Photo-based point labeling data:
-=-=-

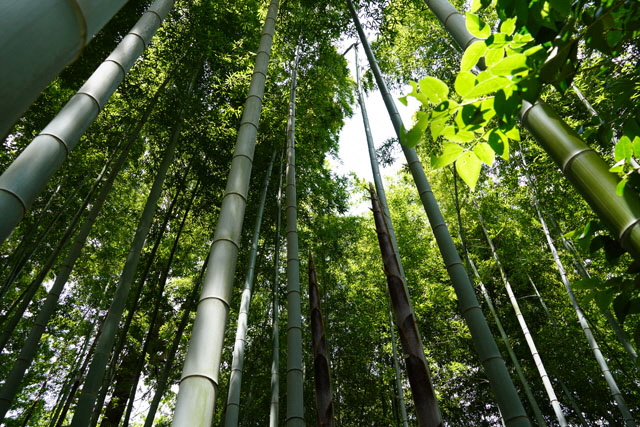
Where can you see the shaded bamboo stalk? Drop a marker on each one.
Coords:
(235, 380)
(274, 410)
(28, 174)
(195, 404)
(492, 362)
(525, 330)
(324, 404)
(418, 372)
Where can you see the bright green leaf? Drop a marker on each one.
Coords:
(510, 65)
(435, 89)
(620, 187)
(472, 55)
(477, 27)
(623, 149)
(485, 153)
(468, 166)
(509, 26)
(493, 56)
(489, 86)
(465, 81)
(450, 153)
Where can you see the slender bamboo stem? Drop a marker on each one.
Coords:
(490, 357)
(295, 402)
(195, 403)
(235, 380)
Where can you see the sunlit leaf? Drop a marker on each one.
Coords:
(450, 153)
(468, 166)
(485, 153)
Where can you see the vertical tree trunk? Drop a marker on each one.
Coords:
(199, 384)
(324, 404)
(295, 402)
(161, 384)
(525, 330)
(86, 403)
(584, 168)
(499, 378)
(602, 363)
(424, 395)
(10, 388)
(235, 380)
(30, 171)
(274, 411)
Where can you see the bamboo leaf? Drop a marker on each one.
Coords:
(510, 65)
(465, 81)
(450, 153)
(477, 27)
(488, 86)
(468, 167)
(435, 89)
(485, 153)
(472, 55)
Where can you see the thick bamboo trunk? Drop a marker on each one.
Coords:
(324, 404)
(274, 410)
(199, 383)
(28, 174)
(33, 54)
(422, 389)
(499, 378)
(161, 384)
(11, 386)
(525, 330)
(584, 168)
(86, 403)
(602, 363)
(295, 373)
(235, 380)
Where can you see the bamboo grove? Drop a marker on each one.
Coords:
(165, 167)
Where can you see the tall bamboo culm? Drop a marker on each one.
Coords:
(295, 402)
(324, 403)
(499, 379)
(32, 55)
(235, 380)
(582, 320)
(424, 396)
(23, 180)
(584, 168)
(525, 330)
(274, 411)
(195, 403)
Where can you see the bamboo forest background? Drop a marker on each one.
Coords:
(180, 107)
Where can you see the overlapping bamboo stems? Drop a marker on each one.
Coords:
(499, 379)
(380, 192)
(424, 396)
(8, 391)
(28, 174)
(156, 311)
(235, 379)
(505, 338)
(32, 55)
(86, 402)
(274, 410)
(588, 173)
(322, 376)
(295, 402)
(398, 376)
(525, 330)
(602, 363)
(195, 403)
(161, 384)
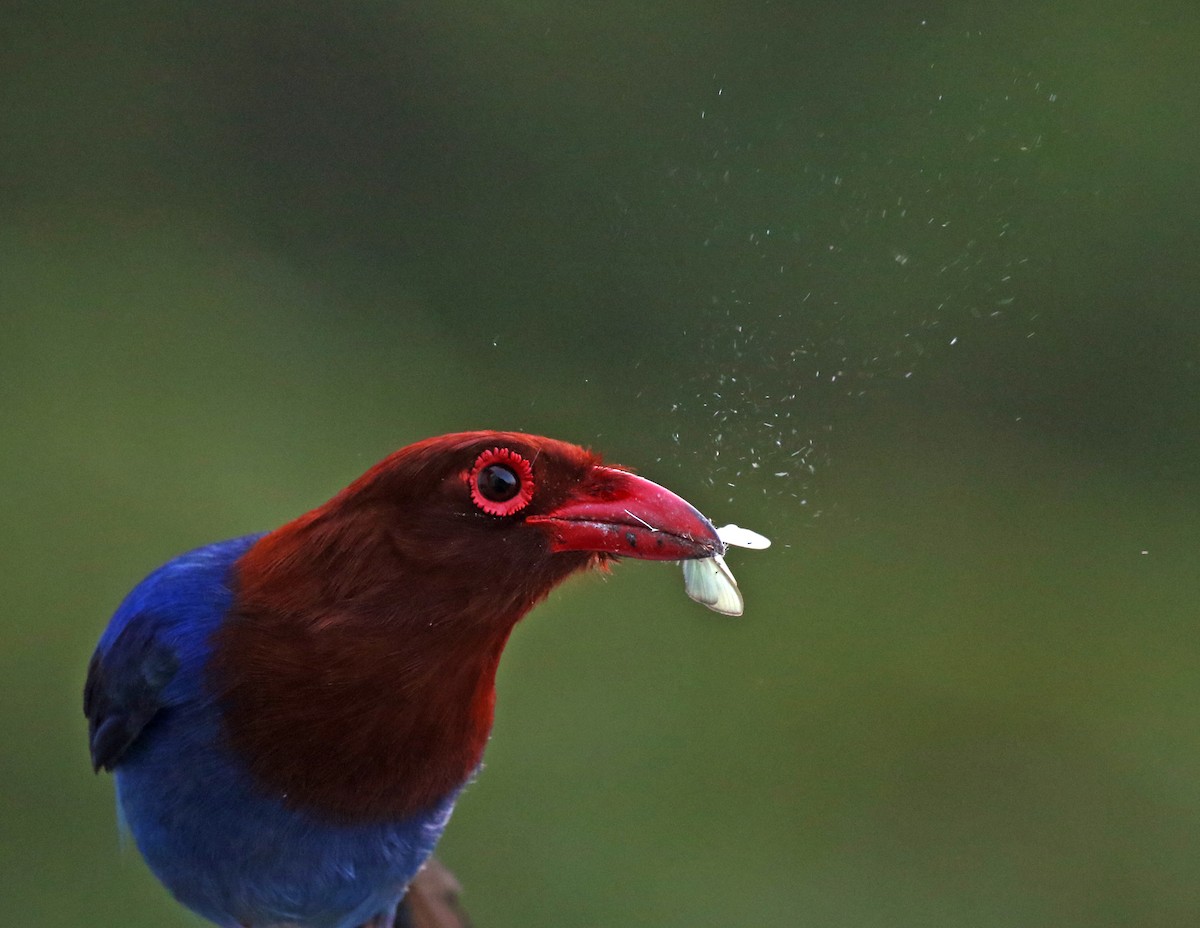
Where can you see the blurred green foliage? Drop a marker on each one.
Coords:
(910, 287)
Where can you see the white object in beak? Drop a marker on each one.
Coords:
(709, 581)
(739, 537)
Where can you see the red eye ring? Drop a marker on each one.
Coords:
(501, 482)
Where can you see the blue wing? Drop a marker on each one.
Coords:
(139, 669)
(124, 689)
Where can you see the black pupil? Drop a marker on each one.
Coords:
(498, 483)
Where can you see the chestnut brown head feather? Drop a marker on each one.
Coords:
(357, 670)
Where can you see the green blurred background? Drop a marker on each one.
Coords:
(910, 287)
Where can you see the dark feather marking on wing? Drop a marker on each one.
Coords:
(124, 689)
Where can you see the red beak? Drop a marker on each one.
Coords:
(619, 513)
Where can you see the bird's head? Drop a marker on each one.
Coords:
(357, 670)
(480, 525)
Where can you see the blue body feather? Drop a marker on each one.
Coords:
(207, 828)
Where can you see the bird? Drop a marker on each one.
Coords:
(291, 716)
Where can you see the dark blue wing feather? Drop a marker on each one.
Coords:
(124, 689)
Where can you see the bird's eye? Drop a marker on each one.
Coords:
(498, 484)
(501, 482)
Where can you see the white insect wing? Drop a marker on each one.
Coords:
(708, 581)
(739, 537)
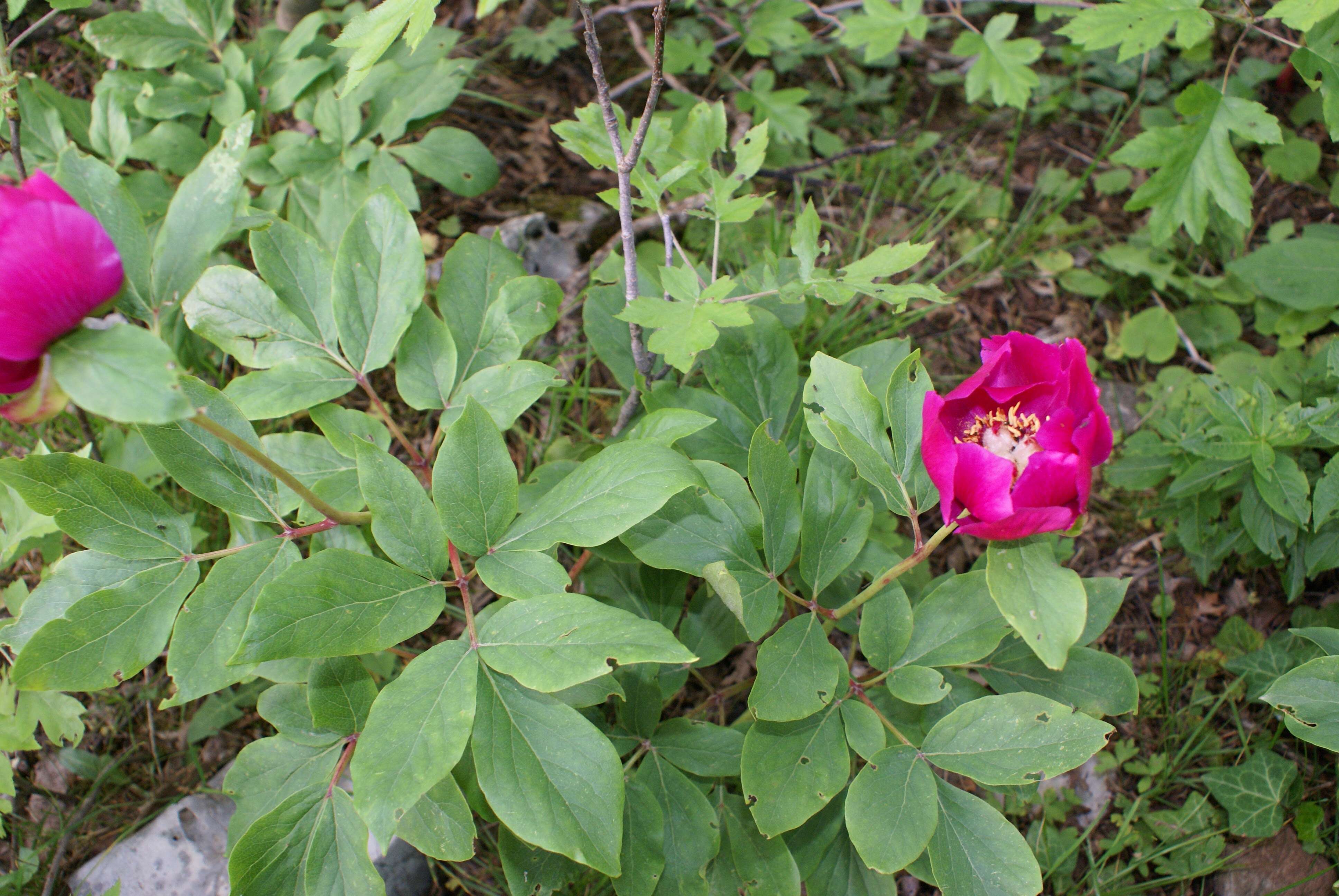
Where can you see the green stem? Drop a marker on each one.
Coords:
(883, 582)
(241, 445)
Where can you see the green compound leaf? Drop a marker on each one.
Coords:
(1139, 26)
(798, 672)
(548, 773)
(474, 483)
(1014, 738)
(124, 373)
(891, 810)
(405, 523)
(1254, 793)
(977, 852)
(379, 280)
(1196, 162)
(211, 627)
(100, 507)
(1002, 65)
(792, 769)
(617, 489)
(559, 641)
(1044, 602)
(416, 732)
(338, 603)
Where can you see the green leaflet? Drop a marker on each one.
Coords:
(106, 637)
(555, 642)
(338, 603)
(1042, 600)
(379, 282)
(891, 810)
(548, 773)
(1014, 738)
(792, 769)
(474, 483)
(607, 495)
(798, 672)
(416, 733)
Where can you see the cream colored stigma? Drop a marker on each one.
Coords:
(1006, 435)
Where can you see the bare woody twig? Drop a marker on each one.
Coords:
(626, 161)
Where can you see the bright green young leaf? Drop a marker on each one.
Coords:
(405, 524)
(891, 810)
(209, 629)
(338, 603)
(1140, 26)
(417, 730)
(792, 769)
(379, 280)
(1041, 599)
(1002, 65)
(124, 373)
(1254, 793)
(548, 773)
(978, 852)
(1014, 738)
(474, 483)
(614, 491)
(798, 672)
(559, 641)
(1196, 162)
(100, 507)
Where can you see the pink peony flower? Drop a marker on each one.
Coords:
(57, 264)
(1015, 444)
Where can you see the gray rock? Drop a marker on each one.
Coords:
(184, 852)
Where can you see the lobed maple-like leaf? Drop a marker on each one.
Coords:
(1195, 161)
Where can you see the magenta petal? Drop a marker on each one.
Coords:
(982, 483)
(1029, 522)
(57, 264)
(938, 453)
(18, 375)
(1050, 480)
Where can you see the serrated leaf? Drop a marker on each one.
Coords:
(1139, 26)
(548, 773)
(1002, 65)
(338, 603)
(416, 732)
(559, 641)
(891, 810)
(1014, 738)
(1196, 162)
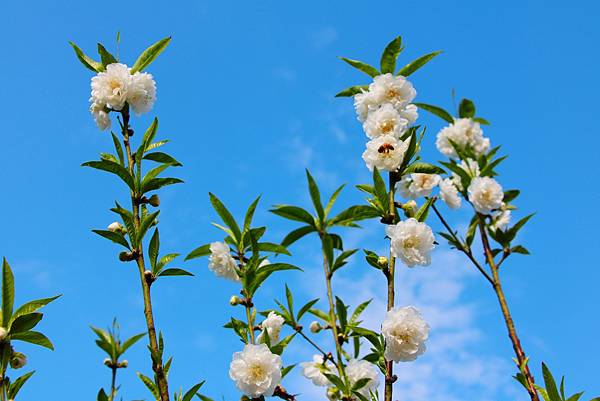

-=-=-

Please write out the data again from the line with "Where can you see the bird's eye?" to the line with "(1050, 480)", adding -102 to every number in the coordinates. Leave the picture out of your answer.

=== PROBLEM SOLUTION ===
Where can you see the bird's eye? Drop a marker on each one.
Coords:
(396, 382)
(399, 380)
Where can you see the white insect wing? Drop a marker on each one.
Coords:
(606, 479)
(637, 435)
Where can you see the green stem? Drop a marker on each one.
Coords:
(781, 480)
(139, 343)
Where can you see the green compound leaf? Drop a marker on each one.
Coords:
(1037, -76)
(696, 570)
(446, 671)
(372, 381)
(912, 636)
(22, 271)
(789, 708)
(303, 421)
(1152, 691)
(875, 750)
(277, 178)
(1094, 60)
(109, 525)
(-2, 405)
(900, -37)
(690, 667)
(515, 387)
(457, 539)
(942, 500)
(314, 630)
(236, 501)
Where can you see the green leaflet? Drop a marker on each one.
Coords:
(4, 535)
(453, 540)
(236, 501)
(940, 498)
(277, 180)
(789, 708)
(446, 671)
(912, 636)
(690, 667)
(372, 381)
(505, 393)
(696, 570)
(314, 631)
Where can you see the cream colored stigma? Drop a marker on each one.
Coords:
(904, 333)
Where can you see the bare woody twig? Drop a marker on each one.
Coords:
(524, 59)
Where can you see the bright green young leaf? Drop a marker on each one.
Coords:
(303, 422)
(789, 708)
(107, 527)
(236, 501)
(1038, -76)
(315, 628)
(690, 667)
(277, 178)
(939, 497)
(900, -37)
(22, 271)
(1152, 691)
(446, 671)
(876, 750)
(912, 636)
(372, 381)
(512, 389)
(696, 570)
(457, 539)
(1094, 60)
(-2, 405)
Where can you see the pink peony flower? Drop a marker on each one.
Coords:
(-45, 162)
(913, 342)
Where can you see the gray rock? Drop a marker on each one.
Coords:
(82, 750)
Where can you see the lobed maple-like leaf? Drop a marker on each one.
Coords:
(1093, 59)
Where can you see the magenta petal? Drop a marker on each one.
Coords:
(880, 381)
(927, 420)
(-45, 162)
(836, 351)
(-84, 273)
(948, 378)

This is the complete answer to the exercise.